====== Provided records ======
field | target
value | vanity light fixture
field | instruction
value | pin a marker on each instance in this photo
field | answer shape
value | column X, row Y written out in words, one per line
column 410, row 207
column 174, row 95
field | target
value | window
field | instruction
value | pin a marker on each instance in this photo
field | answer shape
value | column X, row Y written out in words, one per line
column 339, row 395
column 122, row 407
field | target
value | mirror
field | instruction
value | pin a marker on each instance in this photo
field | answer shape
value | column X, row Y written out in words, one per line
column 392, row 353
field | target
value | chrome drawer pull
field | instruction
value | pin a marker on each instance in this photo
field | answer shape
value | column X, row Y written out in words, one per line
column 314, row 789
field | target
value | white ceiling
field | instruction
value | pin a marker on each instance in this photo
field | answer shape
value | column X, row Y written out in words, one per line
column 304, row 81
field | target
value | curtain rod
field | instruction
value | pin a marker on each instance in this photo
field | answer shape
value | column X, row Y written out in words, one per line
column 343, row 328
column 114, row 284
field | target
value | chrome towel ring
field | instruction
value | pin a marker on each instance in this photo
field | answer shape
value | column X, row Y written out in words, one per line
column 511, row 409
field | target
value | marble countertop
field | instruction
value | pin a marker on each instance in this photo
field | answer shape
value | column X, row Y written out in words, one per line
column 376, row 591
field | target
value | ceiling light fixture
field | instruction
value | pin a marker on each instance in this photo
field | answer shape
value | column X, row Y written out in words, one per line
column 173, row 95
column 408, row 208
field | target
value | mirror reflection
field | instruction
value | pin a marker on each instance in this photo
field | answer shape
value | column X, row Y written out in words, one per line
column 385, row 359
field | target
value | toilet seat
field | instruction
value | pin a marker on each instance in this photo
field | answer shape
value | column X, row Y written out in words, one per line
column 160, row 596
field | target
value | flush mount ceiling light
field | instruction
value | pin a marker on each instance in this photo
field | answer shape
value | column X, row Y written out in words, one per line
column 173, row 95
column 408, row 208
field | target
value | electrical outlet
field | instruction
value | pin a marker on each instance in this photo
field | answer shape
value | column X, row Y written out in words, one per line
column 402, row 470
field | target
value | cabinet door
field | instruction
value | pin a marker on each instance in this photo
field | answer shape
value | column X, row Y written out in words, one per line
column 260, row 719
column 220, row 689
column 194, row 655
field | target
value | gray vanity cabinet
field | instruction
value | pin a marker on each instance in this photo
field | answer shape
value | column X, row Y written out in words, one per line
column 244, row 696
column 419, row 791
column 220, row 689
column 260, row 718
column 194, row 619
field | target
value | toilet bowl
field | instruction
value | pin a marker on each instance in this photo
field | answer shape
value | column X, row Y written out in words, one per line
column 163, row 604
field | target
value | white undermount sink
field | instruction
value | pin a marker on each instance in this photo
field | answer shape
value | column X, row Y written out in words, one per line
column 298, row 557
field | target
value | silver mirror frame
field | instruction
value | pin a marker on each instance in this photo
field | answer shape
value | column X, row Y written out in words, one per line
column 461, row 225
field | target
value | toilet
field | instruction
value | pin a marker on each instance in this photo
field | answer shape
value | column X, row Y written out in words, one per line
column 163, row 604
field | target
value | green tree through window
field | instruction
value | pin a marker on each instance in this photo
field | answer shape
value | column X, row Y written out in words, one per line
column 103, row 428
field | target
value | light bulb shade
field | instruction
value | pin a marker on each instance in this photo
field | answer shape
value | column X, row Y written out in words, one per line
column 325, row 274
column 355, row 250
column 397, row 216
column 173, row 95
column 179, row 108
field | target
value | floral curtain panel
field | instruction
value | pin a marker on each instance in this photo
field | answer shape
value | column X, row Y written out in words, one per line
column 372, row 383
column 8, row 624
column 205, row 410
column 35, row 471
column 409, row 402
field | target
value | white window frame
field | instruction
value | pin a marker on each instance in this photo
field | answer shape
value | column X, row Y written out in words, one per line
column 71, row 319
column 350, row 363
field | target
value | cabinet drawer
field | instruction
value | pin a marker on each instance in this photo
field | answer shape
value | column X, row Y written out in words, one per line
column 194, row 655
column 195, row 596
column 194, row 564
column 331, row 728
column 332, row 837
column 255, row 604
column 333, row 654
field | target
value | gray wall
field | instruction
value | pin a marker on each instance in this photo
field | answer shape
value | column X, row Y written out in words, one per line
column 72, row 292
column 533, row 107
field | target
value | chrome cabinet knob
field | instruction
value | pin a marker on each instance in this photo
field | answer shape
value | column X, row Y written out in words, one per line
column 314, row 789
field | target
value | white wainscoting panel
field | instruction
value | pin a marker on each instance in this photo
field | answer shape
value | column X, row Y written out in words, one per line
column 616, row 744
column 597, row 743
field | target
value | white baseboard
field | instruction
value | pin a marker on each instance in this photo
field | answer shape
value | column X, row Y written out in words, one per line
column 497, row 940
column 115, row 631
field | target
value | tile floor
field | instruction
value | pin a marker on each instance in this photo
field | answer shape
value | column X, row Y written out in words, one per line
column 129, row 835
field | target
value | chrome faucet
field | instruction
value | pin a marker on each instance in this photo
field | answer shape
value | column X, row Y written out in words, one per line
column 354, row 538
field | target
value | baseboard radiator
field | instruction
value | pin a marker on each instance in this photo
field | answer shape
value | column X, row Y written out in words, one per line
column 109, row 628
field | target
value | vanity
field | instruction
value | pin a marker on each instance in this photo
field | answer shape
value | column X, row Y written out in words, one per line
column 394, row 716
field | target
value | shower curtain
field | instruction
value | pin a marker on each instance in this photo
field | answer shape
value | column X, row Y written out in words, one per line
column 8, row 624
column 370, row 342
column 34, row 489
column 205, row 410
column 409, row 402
======
▸ **Task brief**:
Turn the part of the rows that opens with the first line and closes with the line containing "column 304, row 81" into a numbered list, leaving out any blank lines.

▸ **Output of the exercise**:
1. field | target
2. value | vanity light fixture
3. field | instruction
4. value | pin a marker on each instance in this photo
5. field | answer shape
6. value | column X, row Y written out in words, one per line
7. column 410, row 207
8. column 174, row 95
9. field | target
10. value | window
11. field | instruction
12. value | pin a marker on each instance in this photo
13. field | answer shape
14. value | column X, row Y written out in words, one per line
15. column 339, row 395
16. column 122, row 407
17. field | target
18. value | mirror
19. field | instruction
20. value | pin a marker on each instance in this photo
21. field | answer shape
22. value | column X, row Y written out in words, one per line
23. column 392, row 353
24. field | target
25. value | chrome drawer pull
26. field | instruction
27. value | pin a marker on each instance in this photo
28. field | answer shape
29. value | column X, row Y written out in words, one per line
30. column 314, row 789
31. field | target
32. value | white ceiling
33. field | instruction
34. value | pin a marker on each instance in this photo
35. field | answer shape
36. value | column X, row Y written out in words, one per line
37. column 304, row 81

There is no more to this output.